WRITTEN REQUEST A —
Translate this sentence from the article about the cornerstone discovery into Spanish: "No other artifacts were found and work then continued."

EXCERPT TO READ —
++++
In Featured at HBT, renewal

A very exciting and historically significant discovery was made on our construction site about 10 days ago.

Working on instructions from our general contractor, Pomerleau Inc., the demolition crew was removing the portion of the south staircase that previously connected the corridor outside the south-west door of the Sanctuary down to the old mechanical room.  (The balance of that staircase will remain in place in our new campus, changing slightly as it connects up to our new spaces.)

As they began to remove the structure, there, behind the stairs in relatively plain sight, they discovered a rectangular, concrete box – and promptly delivered it to our professional staff.

This remarkable find turned out to be the cornerstone from Holy Blossom Temple’s previous home, on Bond Street. The inscription on the object marks the 1896 construction date (the Bond Street synagogue was actually finished in 1897) and it appears that the cornerstone was relocated to 1950 Bathurst Street when construction of our current home was finished in 1939. After taking great care in the handling of this precious keepsake, our crew then conducted an exhaustive search of the surrounding area where the cornerstone was found, looking for other possible heirlooms and historical records of the congregation.  No other artifacts were found and work then continued.
++++
MATERIAL —
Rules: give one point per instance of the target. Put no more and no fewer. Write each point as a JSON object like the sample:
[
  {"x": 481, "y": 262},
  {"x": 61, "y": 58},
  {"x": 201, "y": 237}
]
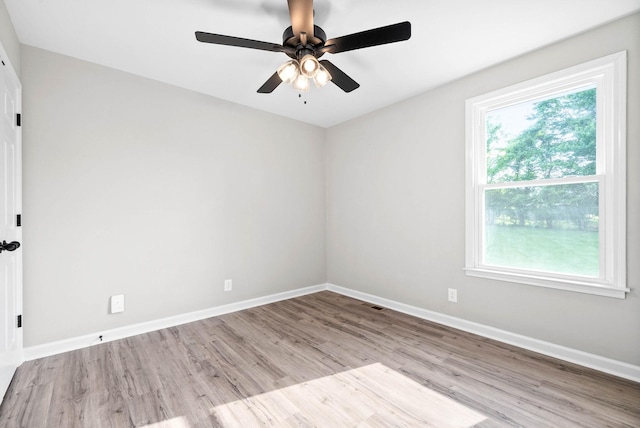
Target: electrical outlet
++++
WRITTEN REQUEST B —
Edit the listing above, replacing "instance" with "occurrence" and keeping everything else unchanged; omit the pictures from your answer.

TASK SOLUTION A —
No se encontraron otros artefactos y luego el trabajo continuó.

TASK SOLUTION B —
Rules: give one point per occurrence of the target. Put no more and no fewer. Write each point as a JSON object like the sample:
[
  {"x": 481, "y": 262},
  {"x": 61, "y": 58},
  {"x": 201, "y": 237}
]
Target: electrical outlet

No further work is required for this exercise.